▶ _TASKS_
(1) In two sentences, summarize the album review below.
(2) Reproduce the stretch of the album review from "After the eerie, key-laden" through "ever dream of.".
(3) According to the album review, Chthe’ilist sound something like a modern day interpretation of which band?

#### TEXT EXCERPT

Chthe’ilist – Le Dernier Crépuscule Review + Full Stream

Oh, how I’ve waited for this. I’ll never forget how blown away I was a few years ago when I was fortunate enough to come across Chthe’ilist and their mind blowing debut demo Amechth’ntaas’m’rriachth. Sounding something like a modern day interpretation of Finnish Death gods Demilich, Chthe’ilist have finally unleashed their debut album, and what can I say, it’s every bit as insane and off the wall as one could possibly expect – and then some. It felt like forever waiting for Le Dernier Crépuscule to drop, but now that it has, all other releases have taken something of a back seat, for it is extremely rare that an album like this comes creeping in.

After the eerie, key-laden introduction, “Into the Vaults of Ingurgitating Oblivion” kicks things off sounding a lot like if Demilich covered Disma, as catchy chords hang suspended amidst strange, gurgled vocals that are all too alien in nature, and brought together in best fashion possible with a climax of catacomb-inducing synth midway through the song that catapults this Lovecraftian juggernaut into the horrifying, all-too-subterranean netherworld of nightmares that a sane individual would ever dream of.

########
#### STORED DATA

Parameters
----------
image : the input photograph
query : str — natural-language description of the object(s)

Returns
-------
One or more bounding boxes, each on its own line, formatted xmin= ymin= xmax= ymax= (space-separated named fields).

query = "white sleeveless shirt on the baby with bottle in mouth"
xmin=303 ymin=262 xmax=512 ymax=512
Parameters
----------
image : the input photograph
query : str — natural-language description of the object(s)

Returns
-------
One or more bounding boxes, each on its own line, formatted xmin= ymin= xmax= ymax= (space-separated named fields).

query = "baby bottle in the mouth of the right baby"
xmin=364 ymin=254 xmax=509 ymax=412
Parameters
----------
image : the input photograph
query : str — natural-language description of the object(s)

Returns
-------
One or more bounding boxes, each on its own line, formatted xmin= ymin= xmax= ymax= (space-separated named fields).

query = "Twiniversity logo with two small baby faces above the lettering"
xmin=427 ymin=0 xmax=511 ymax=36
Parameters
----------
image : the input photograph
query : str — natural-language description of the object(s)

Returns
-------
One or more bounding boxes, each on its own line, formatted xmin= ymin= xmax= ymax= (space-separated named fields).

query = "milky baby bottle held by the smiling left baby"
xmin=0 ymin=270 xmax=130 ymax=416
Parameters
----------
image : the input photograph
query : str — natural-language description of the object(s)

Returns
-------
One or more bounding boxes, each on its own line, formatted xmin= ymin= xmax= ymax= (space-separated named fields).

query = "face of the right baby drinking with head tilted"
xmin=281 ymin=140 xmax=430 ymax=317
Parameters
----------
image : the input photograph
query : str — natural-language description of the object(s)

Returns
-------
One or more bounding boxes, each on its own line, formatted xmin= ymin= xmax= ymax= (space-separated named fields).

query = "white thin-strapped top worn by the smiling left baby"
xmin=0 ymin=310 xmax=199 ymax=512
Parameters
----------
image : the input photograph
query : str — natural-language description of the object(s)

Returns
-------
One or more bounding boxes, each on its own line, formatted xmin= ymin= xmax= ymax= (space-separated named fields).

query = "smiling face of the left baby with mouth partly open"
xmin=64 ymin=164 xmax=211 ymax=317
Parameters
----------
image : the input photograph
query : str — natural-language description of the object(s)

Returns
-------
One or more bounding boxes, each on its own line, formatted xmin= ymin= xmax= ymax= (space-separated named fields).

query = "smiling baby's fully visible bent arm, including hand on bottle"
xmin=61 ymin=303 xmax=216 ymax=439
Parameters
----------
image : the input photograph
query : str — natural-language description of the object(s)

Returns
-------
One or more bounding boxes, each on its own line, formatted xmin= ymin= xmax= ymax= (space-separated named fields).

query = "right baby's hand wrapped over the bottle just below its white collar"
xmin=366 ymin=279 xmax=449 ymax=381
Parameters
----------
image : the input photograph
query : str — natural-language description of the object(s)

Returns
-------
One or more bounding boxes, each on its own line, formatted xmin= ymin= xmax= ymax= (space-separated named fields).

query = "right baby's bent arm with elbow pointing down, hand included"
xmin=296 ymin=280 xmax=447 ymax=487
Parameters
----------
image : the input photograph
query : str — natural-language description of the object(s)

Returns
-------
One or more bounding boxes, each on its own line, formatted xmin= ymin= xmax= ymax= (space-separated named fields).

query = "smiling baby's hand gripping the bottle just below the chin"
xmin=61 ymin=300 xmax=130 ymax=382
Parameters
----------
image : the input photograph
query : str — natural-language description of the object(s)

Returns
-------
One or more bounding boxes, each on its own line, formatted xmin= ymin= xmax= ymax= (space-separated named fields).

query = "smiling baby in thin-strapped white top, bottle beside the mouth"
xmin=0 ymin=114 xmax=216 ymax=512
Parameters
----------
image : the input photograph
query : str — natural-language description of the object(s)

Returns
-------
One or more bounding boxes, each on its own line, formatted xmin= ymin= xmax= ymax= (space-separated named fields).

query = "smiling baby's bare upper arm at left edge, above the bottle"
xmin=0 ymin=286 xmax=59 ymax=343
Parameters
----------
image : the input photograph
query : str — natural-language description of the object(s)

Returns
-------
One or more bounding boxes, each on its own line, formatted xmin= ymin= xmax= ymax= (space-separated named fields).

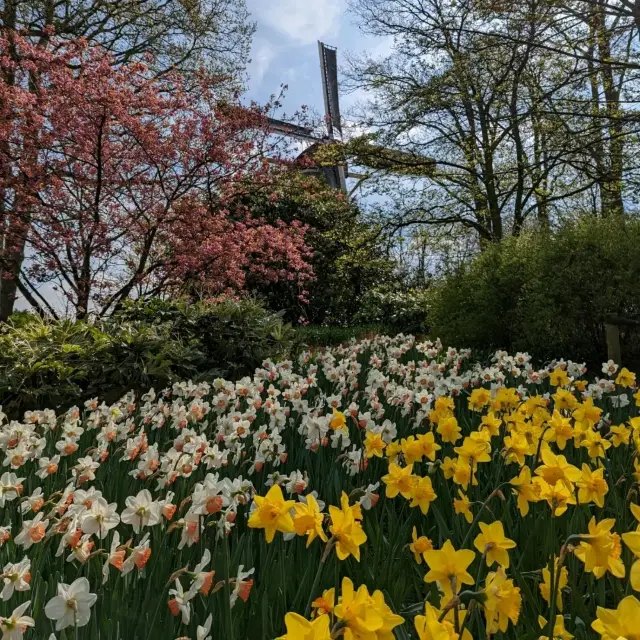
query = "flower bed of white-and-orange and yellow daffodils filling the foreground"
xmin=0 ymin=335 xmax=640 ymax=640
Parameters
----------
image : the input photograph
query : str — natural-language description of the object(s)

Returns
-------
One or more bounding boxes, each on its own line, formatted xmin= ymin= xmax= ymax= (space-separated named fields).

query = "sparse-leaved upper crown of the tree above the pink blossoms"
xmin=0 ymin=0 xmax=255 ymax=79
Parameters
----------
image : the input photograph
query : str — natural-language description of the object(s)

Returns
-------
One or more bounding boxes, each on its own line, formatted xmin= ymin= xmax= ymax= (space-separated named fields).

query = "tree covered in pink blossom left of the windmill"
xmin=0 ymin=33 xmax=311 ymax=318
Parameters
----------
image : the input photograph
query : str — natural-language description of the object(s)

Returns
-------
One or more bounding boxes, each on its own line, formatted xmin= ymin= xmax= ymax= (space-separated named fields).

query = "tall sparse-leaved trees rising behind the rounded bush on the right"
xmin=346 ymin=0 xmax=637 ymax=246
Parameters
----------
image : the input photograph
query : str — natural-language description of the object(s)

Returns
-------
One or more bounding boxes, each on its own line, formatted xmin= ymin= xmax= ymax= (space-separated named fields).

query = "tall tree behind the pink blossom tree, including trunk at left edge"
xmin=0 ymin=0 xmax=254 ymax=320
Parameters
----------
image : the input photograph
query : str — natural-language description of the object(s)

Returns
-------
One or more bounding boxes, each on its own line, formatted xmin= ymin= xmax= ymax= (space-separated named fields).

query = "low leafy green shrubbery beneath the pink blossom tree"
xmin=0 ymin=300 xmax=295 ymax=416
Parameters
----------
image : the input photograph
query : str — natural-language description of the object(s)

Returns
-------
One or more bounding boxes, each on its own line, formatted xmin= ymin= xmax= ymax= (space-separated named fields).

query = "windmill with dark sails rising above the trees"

########
#### STORED DATA

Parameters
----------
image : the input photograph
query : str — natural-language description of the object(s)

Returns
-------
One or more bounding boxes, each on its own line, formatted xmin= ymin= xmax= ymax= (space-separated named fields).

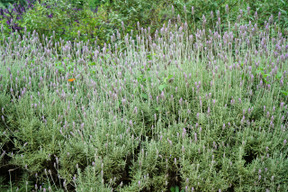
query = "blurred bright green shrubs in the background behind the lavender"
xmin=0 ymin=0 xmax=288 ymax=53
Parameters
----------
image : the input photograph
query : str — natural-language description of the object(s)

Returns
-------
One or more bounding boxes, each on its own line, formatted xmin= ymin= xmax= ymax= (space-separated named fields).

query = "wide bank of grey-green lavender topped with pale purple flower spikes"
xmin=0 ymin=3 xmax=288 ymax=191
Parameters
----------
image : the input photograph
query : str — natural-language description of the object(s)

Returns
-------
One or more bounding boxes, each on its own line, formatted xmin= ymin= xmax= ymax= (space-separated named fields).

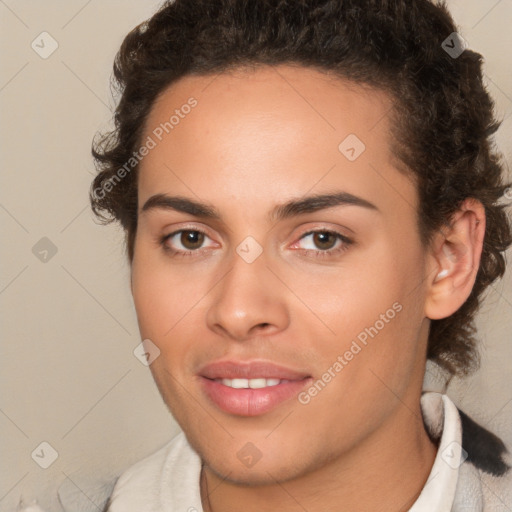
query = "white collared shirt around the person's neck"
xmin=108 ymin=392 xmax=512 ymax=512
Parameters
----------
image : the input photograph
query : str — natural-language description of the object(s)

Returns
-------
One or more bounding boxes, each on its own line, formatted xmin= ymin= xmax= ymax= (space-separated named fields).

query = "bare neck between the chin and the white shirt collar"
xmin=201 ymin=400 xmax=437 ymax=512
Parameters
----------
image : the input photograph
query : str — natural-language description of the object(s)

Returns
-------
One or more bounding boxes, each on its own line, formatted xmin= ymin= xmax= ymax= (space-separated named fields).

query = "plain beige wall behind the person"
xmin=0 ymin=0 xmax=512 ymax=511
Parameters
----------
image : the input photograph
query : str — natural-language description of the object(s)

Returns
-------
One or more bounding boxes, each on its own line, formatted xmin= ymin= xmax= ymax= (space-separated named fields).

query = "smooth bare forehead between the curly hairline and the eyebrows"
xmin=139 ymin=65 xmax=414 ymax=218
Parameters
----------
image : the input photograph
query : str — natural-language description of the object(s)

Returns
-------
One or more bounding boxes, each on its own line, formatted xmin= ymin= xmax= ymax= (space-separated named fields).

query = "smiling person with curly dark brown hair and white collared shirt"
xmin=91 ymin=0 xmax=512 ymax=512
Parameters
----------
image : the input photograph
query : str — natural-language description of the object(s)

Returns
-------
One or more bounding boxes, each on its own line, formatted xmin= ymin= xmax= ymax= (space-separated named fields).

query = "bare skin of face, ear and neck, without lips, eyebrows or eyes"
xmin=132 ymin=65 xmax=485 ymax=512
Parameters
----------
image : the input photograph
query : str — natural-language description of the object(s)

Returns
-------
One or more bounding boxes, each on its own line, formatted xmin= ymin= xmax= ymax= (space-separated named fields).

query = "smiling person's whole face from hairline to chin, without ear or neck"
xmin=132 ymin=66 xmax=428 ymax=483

########

▶ _SOLUTIONS BY TASK_
(1) The reviewer was blown away years ago by Chthe’ilist’s debut demo Amechth’ntaas’m’rriachth and now finds the band’s debut album, Le Dernier Crépuscule, every bit as insane and off the wall as expected, likening its sound to a modern day interpretation of Demilich. After an eerie, key-laden introduction, “Into the Vaults of Ingurgitating Oblivion” sounds a lot like Demilich covering Disma, with catchy suspended chords, strange gurgled vocals, and a synth climax midway through the song.

(2)
After the eerie, key-laden introduction, “Into the Vaults of Ingurgitating Oblivion” kicks things off sounding a lot like if Demilich covered Disma, as catchy chords hang suspended amidst strange, gurgled vocals that are all too alien in nature, and brought together in best fashion possible with a climax of catacomb-inducing synth midway through the song that catapults this Lovecraftian juggernaut into the horrifying, all-too-subterranean netherworld of nightmares that a sane individual would ever dream of.

(3) Demilich